> _TASK BRIEF_
Print every record below exactly as it stands.

> _PROVIDED ENTRIES_
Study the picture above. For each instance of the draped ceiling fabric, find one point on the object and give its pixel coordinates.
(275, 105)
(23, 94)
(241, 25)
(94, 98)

> _REPLY_
Study the picture above. For each instance of the draped ceiling fabric, find one point on the object and give its pixel coordinates.
(275, 105)
(23, 94)
(241, 25)
(94, 98)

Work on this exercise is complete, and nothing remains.